---------- Records for this task

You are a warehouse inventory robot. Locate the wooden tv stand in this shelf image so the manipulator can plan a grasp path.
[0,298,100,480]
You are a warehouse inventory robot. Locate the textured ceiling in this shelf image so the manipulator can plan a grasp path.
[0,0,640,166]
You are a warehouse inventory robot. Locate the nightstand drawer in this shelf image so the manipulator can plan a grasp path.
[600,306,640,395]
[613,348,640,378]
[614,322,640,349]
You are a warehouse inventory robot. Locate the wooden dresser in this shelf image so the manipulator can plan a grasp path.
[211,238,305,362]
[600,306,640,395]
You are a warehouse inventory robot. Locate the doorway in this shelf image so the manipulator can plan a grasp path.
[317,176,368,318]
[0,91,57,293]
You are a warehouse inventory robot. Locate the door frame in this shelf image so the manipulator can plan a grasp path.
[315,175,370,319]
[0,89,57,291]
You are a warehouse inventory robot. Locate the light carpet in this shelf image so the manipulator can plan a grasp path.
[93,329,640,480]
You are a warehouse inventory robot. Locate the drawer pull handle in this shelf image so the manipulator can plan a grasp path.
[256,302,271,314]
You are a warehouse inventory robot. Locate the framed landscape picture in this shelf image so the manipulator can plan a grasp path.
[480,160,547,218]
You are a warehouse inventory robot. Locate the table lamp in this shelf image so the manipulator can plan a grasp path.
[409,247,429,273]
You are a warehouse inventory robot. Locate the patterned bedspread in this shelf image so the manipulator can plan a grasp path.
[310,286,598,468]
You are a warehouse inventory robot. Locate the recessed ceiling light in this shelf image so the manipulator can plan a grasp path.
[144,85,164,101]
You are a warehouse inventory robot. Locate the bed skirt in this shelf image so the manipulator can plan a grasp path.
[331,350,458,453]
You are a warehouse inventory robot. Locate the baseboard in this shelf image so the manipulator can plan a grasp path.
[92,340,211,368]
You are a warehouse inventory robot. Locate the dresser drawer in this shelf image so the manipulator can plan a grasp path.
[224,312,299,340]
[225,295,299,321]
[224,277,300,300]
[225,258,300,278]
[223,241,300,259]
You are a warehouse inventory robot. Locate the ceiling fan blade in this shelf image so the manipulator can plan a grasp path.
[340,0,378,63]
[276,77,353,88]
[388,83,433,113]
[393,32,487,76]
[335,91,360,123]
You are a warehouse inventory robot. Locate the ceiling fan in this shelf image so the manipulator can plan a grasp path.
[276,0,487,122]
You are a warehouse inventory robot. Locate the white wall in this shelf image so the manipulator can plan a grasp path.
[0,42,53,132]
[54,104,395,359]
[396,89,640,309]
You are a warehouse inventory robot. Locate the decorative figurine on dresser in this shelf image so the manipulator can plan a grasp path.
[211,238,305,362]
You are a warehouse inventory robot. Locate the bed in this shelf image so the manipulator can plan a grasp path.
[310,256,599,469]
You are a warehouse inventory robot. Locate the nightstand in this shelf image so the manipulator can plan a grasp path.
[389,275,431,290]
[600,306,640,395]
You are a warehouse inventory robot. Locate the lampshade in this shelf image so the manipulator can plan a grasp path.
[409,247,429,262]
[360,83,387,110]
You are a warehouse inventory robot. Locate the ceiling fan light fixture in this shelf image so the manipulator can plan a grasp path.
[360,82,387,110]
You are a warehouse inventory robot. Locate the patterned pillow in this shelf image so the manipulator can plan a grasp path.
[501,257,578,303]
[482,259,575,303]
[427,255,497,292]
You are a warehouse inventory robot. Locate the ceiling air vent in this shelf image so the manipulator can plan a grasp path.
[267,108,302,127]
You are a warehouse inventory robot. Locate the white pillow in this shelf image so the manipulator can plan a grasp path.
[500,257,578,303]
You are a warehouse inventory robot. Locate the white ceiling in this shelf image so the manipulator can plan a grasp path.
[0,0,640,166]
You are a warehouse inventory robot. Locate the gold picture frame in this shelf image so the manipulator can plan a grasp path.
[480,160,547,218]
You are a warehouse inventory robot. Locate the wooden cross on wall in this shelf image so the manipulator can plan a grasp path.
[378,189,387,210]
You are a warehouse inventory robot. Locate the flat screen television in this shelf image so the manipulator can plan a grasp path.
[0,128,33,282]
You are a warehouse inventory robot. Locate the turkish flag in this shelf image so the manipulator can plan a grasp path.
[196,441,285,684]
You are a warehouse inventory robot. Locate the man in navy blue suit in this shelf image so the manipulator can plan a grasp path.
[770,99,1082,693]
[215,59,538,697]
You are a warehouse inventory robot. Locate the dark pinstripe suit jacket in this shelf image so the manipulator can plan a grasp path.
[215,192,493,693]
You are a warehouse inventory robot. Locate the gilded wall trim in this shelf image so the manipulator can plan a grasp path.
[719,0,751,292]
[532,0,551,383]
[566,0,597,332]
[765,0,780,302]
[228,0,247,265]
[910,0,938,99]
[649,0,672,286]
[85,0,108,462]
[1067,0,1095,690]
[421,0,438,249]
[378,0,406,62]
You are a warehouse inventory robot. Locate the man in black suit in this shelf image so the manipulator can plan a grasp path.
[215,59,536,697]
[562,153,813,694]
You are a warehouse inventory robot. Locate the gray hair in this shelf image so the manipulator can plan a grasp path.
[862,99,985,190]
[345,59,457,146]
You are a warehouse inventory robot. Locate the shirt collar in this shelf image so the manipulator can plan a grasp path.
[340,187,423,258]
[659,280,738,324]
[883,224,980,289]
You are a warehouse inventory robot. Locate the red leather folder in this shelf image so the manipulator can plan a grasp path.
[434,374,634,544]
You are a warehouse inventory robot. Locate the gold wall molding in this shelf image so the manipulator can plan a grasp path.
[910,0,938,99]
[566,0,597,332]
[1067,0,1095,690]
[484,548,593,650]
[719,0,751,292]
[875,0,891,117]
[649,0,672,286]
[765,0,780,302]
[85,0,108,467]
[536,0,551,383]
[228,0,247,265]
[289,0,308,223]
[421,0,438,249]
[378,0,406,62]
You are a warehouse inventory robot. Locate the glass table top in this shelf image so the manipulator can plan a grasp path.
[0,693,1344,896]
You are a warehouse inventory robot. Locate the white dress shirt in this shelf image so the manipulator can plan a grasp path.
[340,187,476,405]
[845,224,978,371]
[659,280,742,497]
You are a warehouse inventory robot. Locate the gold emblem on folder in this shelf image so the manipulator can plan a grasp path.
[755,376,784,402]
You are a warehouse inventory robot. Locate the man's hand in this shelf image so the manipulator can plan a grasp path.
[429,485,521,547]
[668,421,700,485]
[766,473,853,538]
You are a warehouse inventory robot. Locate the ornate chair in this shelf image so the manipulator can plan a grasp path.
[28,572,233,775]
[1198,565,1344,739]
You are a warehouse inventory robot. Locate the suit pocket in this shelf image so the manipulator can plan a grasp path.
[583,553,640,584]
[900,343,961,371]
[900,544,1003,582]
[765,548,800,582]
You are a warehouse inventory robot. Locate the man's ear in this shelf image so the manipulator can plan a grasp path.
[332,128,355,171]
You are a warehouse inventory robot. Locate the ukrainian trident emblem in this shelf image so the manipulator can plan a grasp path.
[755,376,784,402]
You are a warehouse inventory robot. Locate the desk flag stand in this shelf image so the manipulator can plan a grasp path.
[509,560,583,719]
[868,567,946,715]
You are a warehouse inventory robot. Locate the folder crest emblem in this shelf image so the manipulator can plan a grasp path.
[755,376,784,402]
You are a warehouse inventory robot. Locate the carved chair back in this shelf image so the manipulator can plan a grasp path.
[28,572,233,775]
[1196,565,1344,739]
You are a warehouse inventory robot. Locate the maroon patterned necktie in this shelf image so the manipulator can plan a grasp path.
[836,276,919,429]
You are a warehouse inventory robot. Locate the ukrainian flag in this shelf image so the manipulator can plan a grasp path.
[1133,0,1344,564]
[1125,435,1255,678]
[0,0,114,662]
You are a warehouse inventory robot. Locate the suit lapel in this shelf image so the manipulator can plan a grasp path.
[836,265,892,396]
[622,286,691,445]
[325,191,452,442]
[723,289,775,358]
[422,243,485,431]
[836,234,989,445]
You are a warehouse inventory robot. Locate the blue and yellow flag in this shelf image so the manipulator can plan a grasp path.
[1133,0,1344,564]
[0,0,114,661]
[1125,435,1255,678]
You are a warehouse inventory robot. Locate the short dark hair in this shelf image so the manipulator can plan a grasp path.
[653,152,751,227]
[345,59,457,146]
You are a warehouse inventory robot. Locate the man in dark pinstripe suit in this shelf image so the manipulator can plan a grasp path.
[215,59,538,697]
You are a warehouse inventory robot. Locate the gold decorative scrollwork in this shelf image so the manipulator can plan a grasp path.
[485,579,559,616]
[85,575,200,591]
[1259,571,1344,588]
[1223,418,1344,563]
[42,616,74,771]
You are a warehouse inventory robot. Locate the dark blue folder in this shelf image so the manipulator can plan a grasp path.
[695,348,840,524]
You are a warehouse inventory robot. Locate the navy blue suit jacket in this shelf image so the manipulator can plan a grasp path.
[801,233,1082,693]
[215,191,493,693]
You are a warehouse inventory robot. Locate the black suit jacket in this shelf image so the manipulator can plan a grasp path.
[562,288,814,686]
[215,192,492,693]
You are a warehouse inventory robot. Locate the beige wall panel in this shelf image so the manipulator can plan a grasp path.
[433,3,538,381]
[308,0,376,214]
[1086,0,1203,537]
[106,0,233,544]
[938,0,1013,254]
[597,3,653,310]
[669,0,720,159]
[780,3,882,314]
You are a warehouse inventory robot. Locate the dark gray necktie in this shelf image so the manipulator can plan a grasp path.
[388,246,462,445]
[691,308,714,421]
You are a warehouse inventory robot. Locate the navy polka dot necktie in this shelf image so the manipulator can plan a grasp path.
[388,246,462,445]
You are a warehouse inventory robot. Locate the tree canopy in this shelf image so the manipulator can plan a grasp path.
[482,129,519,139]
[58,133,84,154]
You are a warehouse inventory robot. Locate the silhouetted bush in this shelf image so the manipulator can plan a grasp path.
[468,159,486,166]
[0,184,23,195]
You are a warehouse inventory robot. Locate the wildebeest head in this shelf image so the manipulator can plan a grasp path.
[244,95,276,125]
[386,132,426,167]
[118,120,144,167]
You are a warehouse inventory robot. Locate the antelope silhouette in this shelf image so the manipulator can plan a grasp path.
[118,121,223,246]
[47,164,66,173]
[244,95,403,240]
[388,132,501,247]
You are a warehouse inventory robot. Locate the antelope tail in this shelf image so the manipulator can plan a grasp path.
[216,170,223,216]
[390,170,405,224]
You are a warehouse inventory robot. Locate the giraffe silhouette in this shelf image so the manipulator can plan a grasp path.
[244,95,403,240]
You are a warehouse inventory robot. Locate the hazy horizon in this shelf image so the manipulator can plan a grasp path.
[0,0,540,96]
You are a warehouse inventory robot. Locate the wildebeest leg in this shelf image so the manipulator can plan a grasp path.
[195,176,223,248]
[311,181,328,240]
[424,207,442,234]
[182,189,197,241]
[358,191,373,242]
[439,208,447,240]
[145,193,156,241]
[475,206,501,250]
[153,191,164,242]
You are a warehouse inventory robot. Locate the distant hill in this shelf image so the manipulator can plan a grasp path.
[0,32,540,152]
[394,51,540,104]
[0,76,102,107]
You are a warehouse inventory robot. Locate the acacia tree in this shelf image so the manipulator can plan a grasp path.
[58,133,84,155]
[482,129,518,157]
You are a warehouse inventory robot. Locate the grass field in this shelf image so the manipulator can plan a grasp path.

--------------------

Job: Resize the bounding box coordinates in the material, from its first line up to and including the line with "[256,302,271,314]". Multiply each coordinate by 0.85, round to whole numbers with halves going up, and write out every line in that span, reproducing the lines without coordinates unchanged.

Problem solution:
You are a warehouse inventory robot. Locate the wooden tv stand in this shelf image so the manipulator can plan a grasp path.
[0,253,85,408]
You are a warehouse inventory robot. Locate the textured ceiling in this shelf image so the manipulator can plan a grasp path.
[0,0,544,141]
You are a warehouse inventory robot. Locate the nightstand drawer in this shelf image so the manipulator can plan a grasp path.
[510,260,544,336]
[521,296,544,321]
[522,274,544,297]
You are a warehouse inventory robot. Locate the wooden dresser in this shelf image so the manipulator can plan a grasp path.
[179,202,259,308]
[510,260,544,336]
You are a warehouse inventory robot. Locate the doorway in this shelf image so the manipulator can plan a grasp path.
[269,150,313,270]
[0,77,48,249]
You are a warehouse inventory robot. Locate the door frame in this shelf image so the manipulator can plan a grasp path.
[268,149,315,271]
[0,76,48,247]
You are a warehouse inventory robot. Locate the light carpet in this shelf image so the manipulator can plan a grasp path.
[79,280,544,408]
You are a warehouse inventory robot. Locate the drawer pull handle in this shelf image so the manipulator can plan a grasp path.
[218,257,230,267]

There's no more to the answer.